▸ 要件 1:
佃島を歩く散策記に名前が出てくる橋をすべて挙げること。
▸ 要件 2:
佃島を歩く散策記を、最後の一行の後から書き継ぐこと。

▸ 本文抜粋:
東京さまよい記

東京をあちこち彷徨う日々を、読書によるこころの彷徨いとともにつづります

佃大橋~佃島(1)

2011年10月10日 | 吉本隆明

佃大橋西詰から佃島 佃大橋西詰から佃島 佃大橋から隅田川上流 佃大橋から隅田川下流 前回の佃島渡船の石碑のところから階段で佃大橋の歩道へ上る。一枚目の写真はそこから佃島側を撮ったもので、歩道がまっすぐ延びている。二枚目の写真は階段を上る前に佃島を撮ったものである。

上流側の歩道を佃島方面へ歩くが、上流の眺めがよい。三枚目の写真のように、橋の中程から中央大橋が見え、その向こう遠くにスカイツリーが見える。下流側には、四枚目の写真のように、勝鬨橋が見えるが、もうかなり遠くなっている。

隅田川は川幅が広いだけあって、川岸近くに高層ビルが建っていても、眺望がよい。東京の街中では見られない風景である。たまにはこういった広々とした風景のところを歩くのもよい。周りの風景は人工的だが、さわやかな風も吹くし、さらに、余りにも大量であるが、水もある。そんなことを感じながら歩いている途中、大型トラックが通ると、橋がかなり上下に揺れる。

佃大橋から佃島佃大橋東詰から湊三丁目佃島から佃大橋佃島から上流側 やがて佃島が近くなってくる。一枚目の写真は佃大橋から撮った佃島、二枚目、三枚目は橋を渡ってから対岸を撮ったもの、四枚目は佃島の防波堤付近を撮ったものである。

このあたりにくると、吉本隆明の「佃渡しで」というよく知られた詩を思い出してしまう。

佃大橋ができて佃渡しが廃止になったのが昭和39年(1964)8月で、この詩が収められた『模写と鏡』(春秋社)の「あとがき」の日付が同年11月5日である。佃大橋ができかかるころ、娘と二人で佃島に佃渡しで来たときの詩であるという。


佃渡しで

佃渡しで娘がいった
〈水がきれいね 夏に行った海岸のように
そんなことはない みてみな
繋がれた河蒸気のとものところに
芥がたまって揺れているのがみえるだろう
ずっと昔からそうだった
〈これからは娘に聴えぬ胸のなかでいう〉
水はくろくてあまり流れない 氷雨の空の下で
おおきな下水道のようにくねっているのは老齢期の河のしるしだ
この河の入りくんだ堀割のあいだに
ひとつの街がありそこで住んでいた
蟹はまだ生きていてそれをとりに行った
そして泥沼に足をふみこんで泳いだ

佃渡しで娘がいった
〈あの鳥はなに?〉
〈かもめだよ〉
〈ちがうあの黒い方の鳥よ〉
あれは鳶だろう
むかしもそれはいた
流れてくる鼠の死骸や魚の綿腹(わた)を
ついばむためにかもめの仲間で舞っていた
〈これからさきは娘にきこえぬ胸のなかでいう〉
水に囲まれた生活というのは
いつでもちょっとした砦のような感じで
夢の中で堀割はいつもあらわれる
橋という橋は何のためにあったか?

▸ 生データ:
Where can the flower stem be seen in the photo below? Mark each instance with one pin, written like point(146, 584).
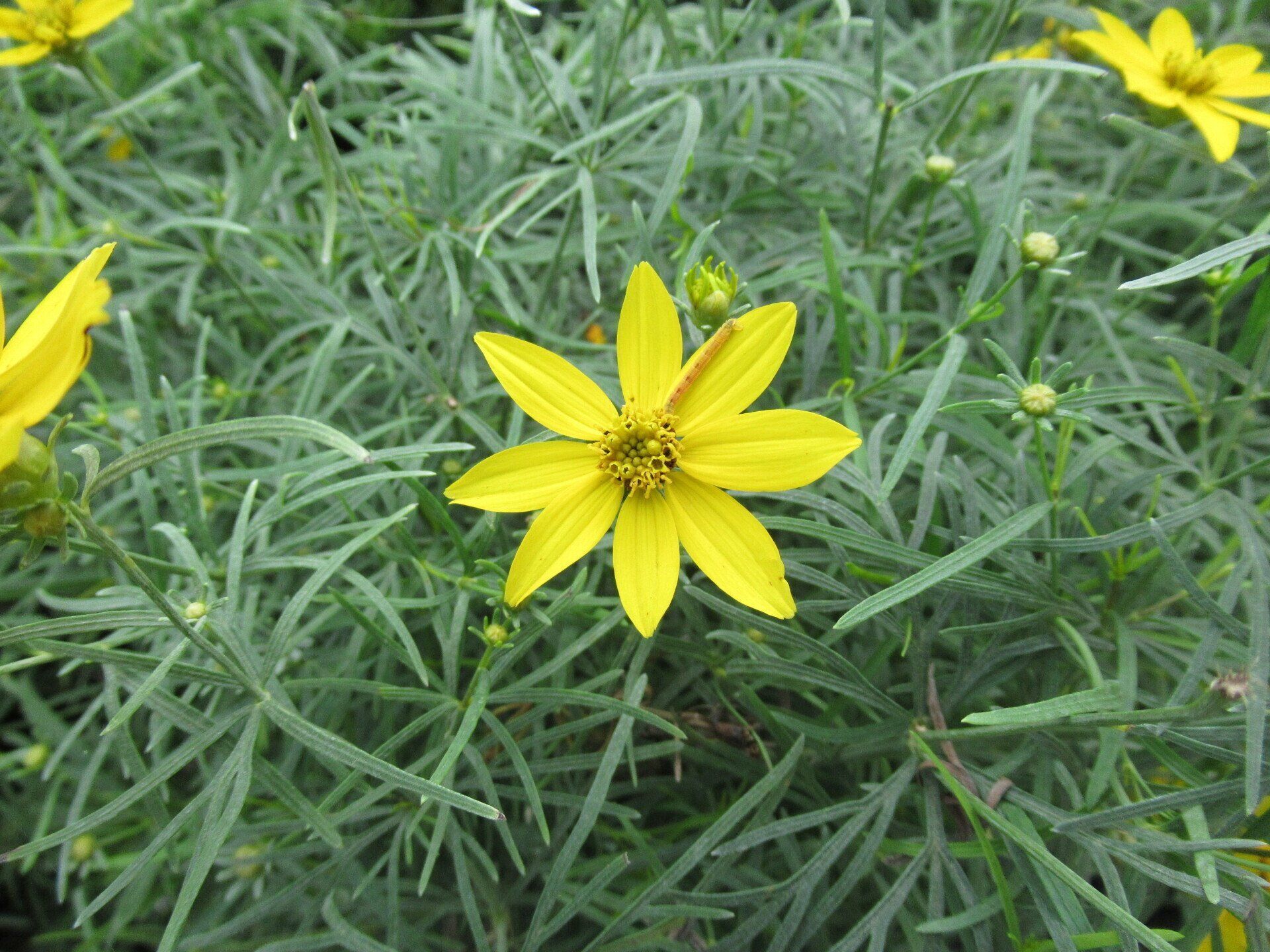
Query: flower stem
point(112, 550)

▸ 出力結果 1:
佃大橋、中央大橋、勝鬨橋

▸ 出力結果 2:
少年が欄干に手をかけ身をのりだして
悲しみがあれば流すためにあった

〈あれが住吉神社だ
佃祭りをやるところだ
あれが小学校 ちいさいだろう〉
これからさきは娘に云えぬ
昔の街はちいさくみえる
掌のひらの感情と頭脳と生命の線のあいだの窪みにはいって
しまうように
すべての距離がちいさくみえる
すべての思想とおなじように
あの昔遠かった距離がちぢまってみえる
わたしが生きてきた道を
娘の手をとり いま氷雨にぬれながら
いっさんに通りすぎる


佃の渡しで「現在」と「過去」が交差する。「現在」しか知らない娘によって「過去」への回想が誘発され、月島生まれ新佃島育ちの詩人は失われた風景へと還っていく。河、蟹、泥沼、堀割、橋、欄干・・・

眼の前の風景から過去がよみがえる。掘割と橋と欄干は少年が発見した悲しみ処理装置であった。そこから身をのりだして流れたが、それでも残った悲しみが掘割・橋・欄干とともにうかび上がる。記憶の中の風景が感情をよびおこし、情景の中にズームアップされるかのようである。

眼の前の風景とともに記憶の中にある街はちいさくなる。ちいさくなった距離や風景は過去だけでなく、その未来である現在を暗示する。過去から現在への歩みをふりかえる。むかし遠くてわからなかったことがわかる。すべてを知ってしまった詩人は、虚無的なところに陥らず、悲しみの風景をうちにひめながら、なお力強く、「生きてきた道を」「いま」「いっさんに通りすぎる」。
(続く)

参考文献
「吉本隆明全著作集1 定本詩集」(勁草書房)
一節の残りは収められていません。